* [Text segment]
◇ ◇ ◇ ◇ ◇

LA PAZ, Sept. 14 (Xinhua) -- Recent reports have found that the consumption of junk and fast foods in Bolivia has risen nearly 200 percent in the last 15 years, representing a major risk to public health.
During an interview with Xinhua on Friday, Bolivian Health Minister Dabeiva Chavez explained that "fast food" is popular across all age groups due to its low price and accessibility.
According to Chavez, who is also the Health Promotion initiative director, national and international fast food chains have proliferated in most large Bolivian cities.
Stalls selling "hamburgers, fries, candies and processed beverages are found outside schools where children and young people consume them," she said.
"They are also found outside work places, at any time of the day," the minister added.
Chavez believes that because both parents in a family now work, there is no one available to prepare quality home-cooked meals.
"Children and parents now have to eat in the streets where the availability of junk food is huge. This affects health," said Chavez.
On September 12, Yecid Umacayo, director of the Food and Nutrition United of the Bolivian Ministry of Health, stated his concerns over the alarming increase in the consumption of junk food.
The director pointed to an investigation carried out by the Pan-American Health Organization (OPS) and the Food and Agriculture Organization of the United Nations (FAO) reporting a rise of 180-200 percent in the consumption of junk food containing high levels of sugar, grease and salt in Bolivia.
According to the study, the long-term consumption of these foods produces can lead to at least seven non-communicable illnesses and obesity.
Overweight or obese people are more likely to have diabetes, high blood pressure, cardiovascular diseases or even certain cancers, said the report.
These diseases account for 70 percent of deaths in the country, according to data from the Ministry of Health's National Program on Non-Communicable Diseases.
In 2016, the Bolivian government passed the Promotion of Healthy Eating act to educate the population to eat healthy food so as to reduce related diseases.
Alongside healthy eating habits, the act also encouraged people to do physical exercise and regulated the advertising and labelling of food and non-alcoholic beverages.
On September 12 during the Wellness Week in the Americas, Bolivia's Ministry of Health recognized the work of institutions committed to promoting healthy lifestyles to the population.

◇ ◇ ◇ ◇ ◇

Answer these questions using the article on junk food in Bolivia:
(a) According to Dabeiva Chavez, why is fast food popular across all age groups?
(b) What law did the Bolivian government pass in 2016?
(c) What share of deaths in the country do the diseases named in the report account for?
The items that follow have no connection to the article on junk food in Bolivia.

* [Supplied information]
◇ ◇ ◇ ◇ ◇

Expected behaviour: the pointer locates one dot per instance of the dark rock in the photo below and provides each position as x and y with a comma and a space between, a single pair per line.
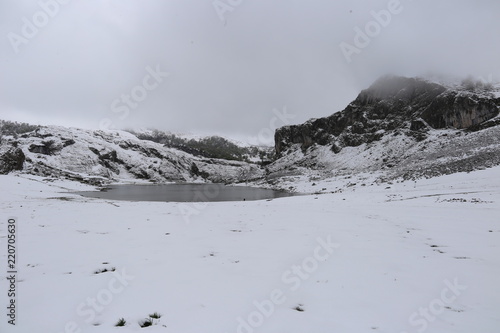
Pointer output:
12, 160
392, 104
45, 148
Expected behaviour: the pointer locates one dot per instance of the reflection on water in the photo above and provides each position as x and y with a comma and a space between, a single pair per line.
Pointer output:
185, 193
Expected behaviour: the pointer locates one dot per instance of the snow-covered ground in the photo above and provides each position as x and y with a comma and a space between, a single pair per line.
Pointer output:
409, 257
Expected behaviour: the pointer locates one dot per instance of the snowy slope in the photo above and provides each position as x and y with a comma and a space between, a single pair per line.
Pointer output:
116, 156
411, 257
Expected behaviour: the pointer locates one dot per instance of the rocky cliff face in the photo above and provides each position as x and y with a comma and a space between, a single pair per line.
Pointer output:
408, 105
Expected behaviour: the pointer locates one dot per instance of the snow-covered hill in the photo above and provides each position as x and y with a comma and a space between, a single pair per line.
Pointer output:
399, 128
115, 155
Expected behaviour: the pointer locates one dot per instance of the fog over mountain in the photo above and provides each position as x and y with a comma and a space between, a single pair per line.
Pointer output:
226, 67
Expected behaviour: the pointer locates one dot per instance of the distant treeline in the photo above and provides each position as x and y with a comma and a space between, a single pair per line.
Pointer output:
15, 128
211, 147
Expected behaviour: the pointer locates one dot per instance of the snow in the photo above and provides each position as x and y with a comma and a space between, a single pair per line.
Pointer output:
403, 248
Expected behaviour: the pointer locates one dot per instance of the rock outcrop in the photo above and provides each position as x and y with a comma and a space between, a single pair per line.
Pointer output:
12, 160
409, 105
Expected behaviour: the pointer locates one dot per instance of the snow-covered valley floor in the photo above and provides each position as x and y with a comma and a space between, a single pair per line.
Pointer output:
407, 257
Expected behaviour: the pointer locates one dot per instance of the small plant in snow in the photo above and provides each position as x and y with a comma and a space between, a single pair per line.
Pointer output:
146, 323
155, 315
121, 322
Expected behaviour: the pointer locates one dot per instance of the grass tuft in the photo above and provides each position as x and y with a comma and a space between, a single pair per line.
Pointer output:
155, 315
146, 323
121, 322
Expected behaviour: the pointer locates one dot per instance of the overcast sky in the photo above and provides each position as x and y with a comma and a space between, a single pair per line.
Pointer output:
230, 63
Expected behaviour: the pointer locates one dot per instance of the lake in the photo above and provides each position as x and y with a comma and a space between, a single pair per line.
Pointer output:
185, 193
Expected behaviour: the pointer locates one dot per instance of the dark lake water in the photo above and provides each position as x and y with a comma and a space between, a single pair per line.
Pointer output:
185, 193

◇ ◇ ◇ ◇ ◇

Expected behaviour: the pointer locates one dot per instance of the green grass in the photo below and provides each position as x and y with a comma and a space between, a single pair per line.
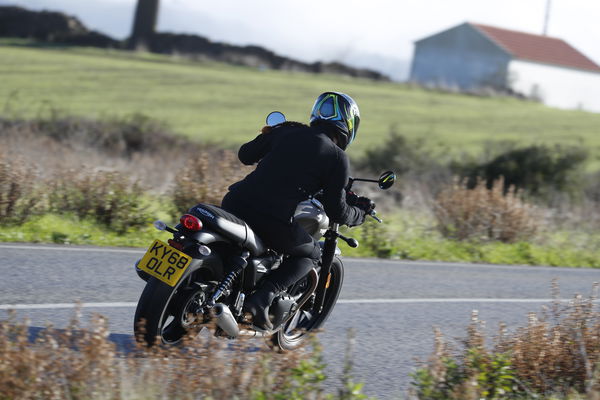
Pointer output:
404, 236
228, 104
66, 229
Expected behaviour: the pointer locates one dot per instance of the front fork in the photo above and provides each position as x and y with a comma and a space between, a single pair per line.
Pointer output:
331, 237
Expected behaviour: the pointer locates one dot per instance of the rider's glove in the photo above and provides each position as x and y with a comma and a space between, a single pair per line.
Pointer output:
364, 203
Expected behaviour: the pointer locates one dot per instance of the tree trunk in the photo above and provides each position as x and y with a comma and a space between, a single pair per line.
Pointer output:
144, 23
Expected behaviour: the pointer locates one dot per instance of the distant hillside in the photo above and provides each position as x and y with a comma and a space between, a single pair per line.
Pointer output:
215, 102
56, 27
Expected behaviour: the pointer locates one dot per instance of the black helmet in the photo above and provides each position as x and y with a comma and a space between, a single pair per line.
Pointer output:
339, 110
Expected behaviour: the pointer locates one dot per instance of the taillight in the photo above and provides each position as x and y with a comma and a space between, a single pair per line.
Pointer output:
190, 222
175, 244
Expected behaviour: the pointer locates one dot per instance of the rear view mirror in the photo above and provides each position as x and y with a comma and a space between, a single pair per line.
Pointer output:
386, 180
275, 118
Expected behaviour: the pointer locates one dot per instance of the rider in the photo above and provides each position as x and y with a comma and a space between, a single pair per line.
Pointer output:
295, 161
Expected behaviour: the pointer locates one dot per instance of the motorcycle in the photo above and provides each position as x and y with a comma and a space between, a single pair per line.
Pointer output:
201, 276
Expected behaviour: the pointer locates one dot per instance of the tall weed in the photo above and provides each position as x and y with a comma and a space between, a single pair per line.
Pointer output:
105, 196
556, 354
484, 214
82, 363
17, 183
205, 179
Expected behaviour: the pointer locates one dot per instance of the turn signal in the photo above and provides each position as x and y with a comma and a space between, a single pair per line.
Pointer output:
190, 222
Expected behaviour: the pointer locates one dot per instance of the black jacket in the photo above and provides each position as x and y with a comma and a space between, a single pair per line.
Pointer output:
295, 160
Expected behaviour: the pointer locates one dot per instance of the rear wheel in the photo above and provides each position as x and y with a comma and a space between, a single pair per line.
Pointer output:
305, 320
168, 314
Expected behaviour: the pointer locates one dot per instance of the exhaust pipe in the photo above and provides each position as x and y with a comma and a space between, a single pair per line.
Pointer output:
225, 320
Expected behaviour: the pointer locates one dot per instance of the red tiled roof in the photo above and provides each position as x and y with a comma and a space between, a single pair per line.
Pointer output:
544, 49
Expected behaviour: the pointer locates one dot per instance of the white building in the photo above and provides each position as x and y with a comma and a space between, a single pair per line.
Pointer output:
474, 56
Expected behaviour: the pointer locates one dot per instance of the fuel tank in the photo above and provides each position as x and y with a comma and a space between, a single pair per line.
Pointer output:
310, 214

◇ ◇ ◇ ◇ ◇

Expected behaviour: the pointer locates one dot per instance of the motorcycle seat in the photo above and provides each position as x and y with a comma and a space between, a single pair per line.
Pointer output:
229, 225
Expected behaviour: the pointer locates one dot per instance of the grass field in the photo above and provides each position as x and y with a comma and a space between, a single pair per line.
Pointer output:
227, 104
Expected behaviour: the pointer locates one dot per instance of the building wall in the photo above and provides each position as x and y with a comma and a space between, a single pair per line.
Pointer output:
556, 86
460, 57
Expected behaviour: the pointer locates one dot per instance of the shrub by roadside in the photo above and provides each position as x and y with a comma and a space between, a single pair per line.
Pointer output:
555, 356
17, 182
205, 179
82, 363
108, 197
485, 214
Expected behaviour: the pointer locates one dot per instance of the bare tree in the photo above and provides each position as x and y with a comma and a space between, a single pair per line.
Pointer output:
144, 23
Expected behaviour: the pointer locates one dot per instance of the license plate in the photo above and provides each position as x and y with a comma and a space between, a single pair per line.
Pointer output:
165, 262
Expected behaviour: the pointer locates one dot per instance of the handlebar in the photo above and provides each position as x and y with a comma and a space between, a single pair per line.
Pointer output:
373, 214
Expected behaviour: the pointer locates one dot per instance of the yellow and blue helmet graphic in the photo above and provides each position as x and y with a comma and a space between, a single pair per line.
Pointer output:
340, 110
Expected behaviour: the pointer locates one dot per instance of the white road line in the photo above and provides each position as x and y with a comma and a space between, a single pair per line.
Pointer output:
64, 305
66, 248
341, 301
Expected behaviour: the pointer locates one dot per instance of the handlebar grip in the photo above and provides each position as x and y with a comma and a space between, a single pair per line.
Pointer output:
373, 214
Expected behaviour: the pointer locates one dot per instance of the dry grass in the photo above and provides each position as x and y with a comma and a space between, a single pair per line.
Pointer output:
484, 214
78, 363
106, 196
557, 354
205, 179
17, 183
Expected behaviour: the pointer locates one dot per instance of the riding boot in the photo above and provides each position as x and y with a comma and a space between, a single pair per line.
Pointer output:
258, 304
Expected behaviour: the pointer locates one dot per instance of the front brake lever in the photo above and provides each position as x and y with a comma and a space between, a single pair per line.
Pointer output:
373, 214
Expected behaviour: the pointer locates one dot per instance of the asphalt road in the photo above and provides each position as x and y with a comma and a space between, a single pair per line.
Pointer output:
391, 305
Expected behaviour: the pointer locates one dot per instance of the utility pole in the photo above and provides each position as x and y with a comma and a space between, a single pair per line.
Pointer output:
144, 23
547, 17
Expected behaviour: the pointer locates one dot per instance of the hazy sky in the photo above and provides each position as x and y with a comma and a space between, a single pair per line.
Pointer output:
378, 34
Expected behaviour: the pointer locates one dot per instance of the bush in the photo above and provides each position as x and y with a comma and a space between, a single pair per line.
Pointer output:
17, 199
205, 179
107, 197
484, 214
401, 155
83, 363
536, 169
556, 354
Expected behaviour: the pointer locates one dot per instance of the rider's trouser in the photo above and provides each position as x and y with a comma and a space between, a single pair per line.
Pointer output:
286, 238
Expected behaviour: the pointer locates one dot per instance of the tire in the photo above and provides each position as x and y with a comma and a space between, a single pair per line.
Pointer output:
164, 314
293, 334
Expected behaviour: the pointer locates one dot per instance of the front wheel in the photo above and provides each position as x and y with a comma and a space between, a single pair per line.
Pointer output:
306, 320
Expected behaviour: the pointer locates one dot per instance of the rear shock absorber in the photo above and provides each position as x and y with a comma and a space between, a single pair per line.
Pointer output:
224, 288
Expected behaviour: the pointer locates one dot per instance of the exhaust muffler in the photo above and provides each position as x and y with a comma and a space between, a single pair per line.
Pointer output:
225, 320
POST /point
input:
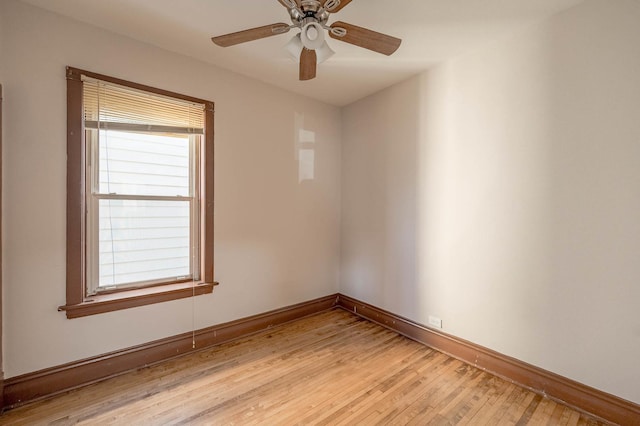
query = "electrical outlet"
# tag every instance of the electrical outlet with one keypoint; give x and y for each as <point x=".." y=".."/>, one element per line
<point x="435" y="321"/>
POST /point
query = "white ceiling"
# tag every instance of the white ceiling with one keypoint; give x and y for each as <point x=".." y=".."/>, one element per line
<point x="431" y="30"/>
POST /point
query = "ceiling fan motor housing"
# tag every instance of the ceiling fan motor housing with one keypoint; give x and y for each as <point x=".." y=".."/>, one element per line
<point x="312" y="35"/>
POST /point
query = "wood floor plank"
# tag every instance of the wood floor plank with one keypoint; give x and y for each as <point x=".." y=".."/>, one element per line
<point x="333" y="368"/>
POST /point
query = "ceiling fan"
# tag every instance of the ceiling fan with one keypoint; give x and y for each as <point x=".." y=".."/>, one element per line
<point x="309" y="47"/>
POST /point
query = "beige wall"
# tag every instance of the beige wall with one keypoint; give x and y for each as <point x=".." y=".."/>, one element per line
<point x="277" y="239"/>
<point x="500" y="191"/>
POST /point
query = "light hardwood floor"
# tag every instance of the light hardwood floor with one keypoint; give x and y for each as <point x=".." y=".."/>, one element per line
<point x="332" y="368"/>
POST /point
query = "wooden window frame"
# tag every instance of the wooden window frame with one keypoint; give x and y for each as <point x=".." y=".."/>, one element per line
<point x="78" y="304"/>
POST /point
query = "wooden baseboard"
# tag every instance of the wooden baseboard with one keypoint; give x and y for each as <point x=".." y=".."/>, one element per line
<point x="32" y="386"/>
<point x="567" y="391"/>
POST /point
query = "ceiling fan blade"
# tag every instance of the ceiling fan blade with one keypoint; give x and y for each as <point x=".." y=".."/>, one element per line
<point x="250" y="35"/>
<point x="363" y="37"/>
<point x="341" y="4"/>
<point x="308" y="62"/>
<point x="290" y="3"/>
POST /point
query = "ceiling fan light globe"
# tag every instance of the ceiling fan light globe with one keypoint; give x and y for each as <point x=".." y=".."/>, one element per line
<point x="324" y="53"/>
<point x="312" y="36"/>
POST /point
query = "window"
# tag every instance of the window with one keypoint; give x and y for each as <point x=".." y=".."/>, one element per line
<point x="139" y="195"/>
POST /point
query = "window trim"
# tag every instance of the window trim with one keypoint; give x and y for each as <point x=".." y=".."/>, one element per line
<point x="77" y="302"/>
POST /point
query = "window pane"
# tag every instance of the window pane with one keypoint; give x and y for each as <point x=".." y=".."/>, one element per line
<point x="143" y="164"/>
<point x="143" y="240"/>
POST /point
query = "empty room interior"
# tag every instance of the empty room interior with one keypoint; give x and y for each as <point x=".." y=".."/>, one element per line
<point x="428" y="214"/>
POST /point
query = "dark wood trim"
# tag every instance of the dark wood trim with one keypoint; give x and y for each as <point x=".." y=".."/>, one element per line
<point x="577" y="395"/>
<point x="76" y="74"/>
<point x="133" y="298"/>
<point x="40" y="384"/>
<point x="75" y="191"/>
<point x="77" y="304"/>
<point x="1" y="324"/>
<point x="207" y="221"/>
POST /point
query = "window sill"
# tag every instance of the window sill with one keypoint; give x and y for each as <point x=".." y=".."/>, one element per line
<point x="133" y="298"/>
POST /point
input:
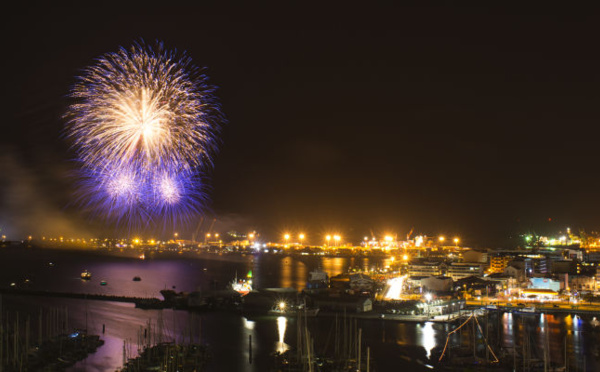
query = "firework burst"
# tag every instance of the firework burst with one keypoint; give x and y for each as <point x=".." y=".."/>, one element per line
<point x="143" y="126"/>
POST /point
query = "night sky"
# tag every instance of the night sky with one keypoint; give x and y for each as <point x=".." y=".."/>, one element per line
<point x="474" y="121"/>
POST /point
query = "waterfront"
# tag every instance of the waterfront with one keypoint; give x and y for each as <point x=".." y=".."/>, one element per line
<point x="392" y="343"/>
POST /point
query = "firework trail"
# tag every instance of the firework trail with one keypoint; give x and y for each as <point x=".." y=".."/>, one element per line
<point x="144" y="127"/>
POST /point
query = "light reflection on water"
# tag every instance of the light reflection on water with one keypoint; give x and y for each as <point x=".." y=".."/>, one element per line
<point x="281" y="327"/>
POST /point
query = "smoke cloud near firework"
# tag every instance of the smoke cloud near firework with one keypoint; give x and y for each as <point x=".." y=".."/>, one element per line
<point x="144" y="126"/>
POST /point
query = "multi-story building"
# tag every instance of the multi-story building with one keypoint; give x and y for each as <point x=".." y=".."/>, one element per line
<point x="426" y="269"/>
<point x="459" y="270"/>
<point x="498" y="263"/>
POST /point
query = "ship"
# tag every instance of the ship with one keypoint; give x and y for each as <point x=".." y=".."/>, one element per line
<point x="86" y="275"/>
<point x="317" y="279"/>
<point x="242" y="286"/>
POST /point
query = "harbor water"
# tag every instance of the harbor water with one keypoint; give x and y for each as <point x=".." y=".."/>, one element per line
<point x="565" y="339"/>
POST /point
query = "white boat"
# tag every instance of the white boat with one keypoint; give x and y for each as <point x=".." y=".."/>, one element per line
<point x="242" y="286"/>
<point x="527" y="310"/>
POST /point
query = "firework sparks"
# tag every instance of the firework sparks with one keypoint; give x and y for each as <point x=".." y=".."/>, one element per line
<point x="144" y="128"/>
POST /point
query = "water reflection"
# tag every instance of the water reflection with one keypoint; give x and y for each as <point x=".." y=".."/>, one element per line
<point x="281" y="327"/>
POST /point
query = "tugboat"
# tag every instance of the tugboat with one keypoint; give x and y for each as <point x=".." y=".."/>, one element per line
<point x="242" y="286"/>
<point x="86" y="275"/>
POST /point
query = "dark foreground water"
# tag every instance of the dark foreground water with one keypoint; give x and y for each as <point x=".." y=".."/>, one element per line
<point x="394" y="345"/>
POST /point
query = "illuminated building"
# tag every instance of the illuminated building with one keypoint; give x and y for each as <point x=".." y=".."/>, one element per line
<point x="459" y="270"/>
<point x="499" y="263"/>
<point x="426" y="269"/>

◇ ◇ ◇ ◇ ◇

* [Solution to the problem]
(a) Its low price and accessibility.
(b) The Promotion of Healthy Eating act.
(c) 70 percent.